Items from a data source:
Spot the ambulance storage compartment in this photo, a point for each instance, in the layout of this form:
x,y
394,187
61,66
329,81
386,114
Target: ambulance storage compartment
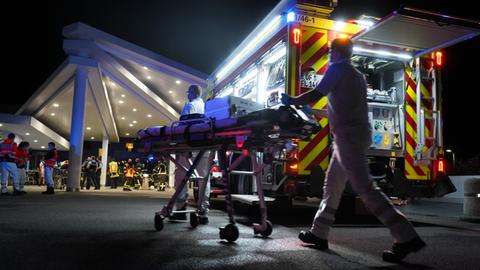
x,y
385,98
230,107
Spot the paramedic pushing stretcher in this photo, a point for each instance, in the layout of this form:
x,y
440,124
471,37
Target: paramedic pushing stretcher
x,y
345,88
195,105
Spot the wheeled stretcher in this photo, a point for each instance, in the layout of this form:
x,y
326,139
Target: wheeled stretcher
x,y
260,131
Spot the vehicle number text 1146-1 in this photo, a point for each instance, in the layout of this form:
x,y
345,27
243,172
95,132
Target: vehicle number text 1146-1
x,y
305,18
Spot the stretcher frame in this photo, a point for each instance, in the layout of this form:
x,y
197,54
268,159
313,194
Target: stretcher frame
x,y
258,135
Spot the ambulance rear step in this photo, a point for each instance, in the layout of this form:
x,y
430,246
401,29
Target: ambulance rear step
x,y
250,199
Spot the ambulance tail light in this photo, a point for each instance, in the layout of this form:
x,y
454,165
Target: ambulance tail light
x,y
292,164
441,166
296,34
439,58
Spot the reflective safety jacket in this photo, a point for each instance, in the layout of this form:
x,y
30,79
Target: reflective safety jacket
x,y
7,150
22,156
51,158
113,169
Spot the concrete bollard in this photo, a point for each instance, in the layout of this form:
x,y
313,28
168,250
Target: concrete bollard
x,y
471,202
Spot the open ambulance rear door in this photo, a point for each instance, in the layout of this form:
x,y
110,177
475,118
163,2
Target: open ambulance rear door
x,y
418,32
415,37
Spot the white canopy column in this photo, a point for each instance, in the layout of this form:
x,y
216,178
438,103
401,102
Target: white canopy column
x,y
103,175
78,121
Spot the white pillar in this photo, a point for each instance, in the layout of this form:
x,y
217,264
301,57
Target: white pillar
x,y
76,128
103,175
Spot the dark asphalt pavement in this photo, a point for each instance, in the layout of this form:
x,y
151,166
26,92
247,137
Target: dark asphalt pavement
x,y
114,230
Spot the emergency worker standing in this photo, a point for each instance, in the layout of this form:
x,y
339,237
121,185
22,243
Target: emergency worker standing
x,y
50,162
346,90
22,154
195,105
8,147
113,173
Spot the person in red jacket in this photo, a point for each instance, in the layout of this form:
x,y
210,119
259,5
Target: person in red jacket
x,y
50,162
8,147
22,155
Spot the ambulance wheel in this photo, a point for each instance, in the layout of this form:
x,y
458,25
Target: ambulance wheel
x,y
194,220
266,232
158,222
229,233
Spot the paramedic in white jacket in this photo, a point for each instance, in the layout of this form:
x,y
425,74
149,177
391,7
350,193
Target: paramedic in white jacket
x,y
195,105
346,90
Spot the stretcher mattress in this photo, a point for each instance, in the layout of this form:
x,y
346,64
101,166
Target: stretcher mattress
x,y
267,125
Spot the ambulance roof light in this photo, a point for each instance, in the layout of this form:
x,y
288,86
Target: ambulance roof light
--
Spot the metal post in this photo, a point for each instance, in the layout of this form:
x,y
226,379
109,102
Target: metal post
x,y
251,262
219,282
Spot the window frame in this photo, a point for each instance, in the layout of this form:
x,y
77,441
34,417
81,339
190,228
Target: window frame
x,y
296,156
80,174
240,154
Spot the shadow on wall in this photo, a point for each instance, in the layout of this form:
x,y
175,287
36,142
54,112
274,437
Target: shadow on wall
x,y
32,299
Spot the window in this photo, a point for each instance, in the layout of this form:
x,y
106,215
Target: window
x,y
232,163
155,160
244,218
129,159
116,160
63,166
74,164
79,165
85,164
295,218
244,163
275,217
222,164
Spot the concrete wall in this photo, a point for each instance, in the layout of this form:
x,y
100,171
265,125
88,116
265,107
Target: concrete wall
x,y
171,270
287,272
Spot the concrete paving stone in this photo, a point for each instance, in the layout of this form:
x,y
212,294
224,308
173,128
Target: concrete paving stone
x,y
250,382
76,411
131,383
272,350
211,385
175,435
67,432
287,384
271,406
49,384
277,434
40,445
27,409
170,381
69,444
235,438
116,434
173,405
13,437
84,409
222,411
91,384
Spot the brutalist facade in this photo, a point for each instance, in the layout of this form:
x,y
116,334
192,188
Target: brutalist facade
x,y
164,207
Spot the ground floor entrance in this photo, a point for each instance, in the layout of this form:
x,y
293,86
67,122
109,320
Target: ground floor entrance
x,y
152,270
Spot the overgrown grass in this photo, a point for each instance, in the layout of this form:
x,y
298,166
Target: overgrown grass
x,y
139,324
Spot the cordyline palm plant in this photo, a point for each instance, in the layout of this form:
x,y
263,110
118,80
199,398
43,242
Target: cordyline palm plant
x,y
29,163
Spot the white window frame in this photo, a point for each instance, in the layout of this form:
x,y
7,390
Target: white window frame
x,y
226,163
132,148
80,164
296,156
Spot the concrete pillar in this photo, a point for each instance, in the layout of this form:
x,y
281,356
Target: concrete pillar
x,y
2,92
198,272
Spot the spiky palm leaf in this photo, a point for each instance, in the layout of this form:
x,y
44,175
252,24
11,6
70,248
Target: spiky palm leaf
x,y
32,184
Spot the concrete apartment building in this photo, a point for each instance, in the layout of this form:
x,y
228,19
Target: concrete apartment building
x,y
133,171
---
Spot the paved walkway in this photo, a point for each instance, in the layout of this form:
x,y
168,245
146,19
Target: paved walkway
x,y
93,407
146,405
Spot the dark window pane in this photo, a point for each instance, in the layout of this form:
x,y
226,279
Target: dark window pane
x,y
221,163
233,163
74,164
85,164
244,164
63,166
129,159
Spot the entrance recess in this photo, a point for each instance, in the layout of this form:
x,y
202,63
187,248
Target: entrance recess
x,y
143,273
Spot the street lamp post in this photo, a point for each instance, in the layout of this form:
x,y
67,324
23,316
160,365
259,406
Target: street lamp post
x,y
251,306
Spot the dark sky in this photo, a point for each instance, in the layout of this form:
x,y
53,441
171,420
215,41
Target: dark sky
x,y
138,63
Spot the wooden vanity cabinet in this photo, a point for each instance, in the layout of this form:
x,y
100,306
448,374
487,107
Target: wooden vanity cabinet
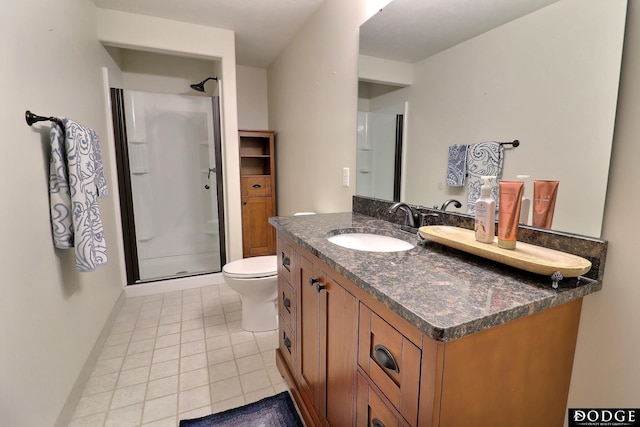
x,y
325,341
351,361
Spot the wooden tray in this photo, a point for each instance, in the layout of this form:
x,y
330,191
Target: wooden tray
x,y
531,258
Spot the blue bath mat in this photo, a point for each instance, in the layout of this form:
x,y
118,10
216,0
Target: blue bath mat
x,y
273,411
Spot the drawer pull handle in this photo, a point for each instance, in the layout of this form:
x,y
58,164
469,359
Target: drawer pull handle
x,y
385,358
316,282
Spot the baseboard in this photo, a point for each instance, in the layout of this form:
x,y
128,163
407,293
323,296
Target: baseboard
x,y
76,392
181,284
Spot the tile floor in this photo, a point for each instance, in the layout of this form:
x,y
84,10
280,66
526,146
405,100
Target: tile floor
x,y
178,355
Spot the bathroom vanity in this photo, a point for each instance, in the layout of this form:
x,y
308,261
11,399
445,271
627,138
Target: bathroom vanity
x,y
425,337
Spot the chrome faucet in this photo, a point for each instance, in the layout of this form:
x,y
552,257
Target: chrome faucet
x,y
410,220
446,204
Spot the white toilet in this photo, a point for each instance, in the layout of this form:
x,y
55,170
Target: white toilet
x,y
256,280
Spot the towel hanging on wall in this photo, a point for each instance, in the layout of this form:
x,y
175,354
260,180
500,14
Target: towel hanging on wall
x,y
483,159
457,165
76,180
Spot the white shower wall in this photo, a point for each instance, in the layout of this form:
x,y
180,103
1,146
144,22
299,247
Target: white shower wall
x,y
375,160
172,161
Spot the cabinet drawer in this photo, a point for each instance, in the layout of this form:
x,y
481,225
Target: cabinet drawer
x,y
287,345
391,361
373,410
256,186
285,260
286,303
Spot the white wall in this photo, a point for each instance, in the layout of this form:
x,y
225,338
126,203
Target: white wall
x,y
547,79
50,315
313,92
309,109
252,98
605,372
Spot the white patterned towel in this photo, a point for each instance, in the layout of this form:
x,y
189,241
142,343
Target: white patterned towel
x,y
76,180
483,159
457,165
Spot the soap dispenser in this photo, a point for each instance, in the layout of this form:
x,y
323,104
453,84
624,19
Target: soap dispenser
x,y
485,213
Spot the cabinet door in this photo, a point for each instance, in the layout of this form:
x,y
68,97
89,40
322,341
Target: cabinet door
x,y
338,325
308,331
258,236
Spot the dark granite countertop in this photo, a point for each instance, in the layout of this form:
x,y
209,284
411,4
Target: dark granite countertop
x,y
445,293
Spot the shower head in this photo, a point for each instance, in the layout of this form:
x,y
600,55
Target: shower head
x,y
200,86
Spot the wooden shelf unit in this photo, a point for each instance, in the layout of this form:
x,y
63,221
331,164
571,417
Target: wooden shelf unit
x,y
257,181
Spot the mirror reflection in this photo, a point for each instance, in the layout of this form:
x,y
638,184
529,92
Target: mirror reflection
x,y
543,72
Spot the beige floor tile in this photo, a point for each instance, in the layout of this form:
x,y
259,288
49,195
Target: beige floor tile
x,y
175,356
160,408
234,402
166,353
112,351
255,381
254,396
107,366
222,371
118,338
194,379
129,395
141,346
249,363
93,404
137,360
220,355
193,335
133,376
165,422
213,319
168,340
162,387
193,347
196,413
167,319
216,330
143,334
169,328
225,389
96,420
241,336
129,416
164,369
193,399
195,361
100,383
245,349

What you will do
Update everything in the material from the line containing "Spot the ambulance roof" down to the line containing "Target: ambulance roof light" so that "roof light" becomes "light bar", leaving all else unchanged.

Output of the task
Spot the ambulance light bar in this photo, a point for each instance, in the layout of this form:
x,y
288,86
Target: ambulance light bar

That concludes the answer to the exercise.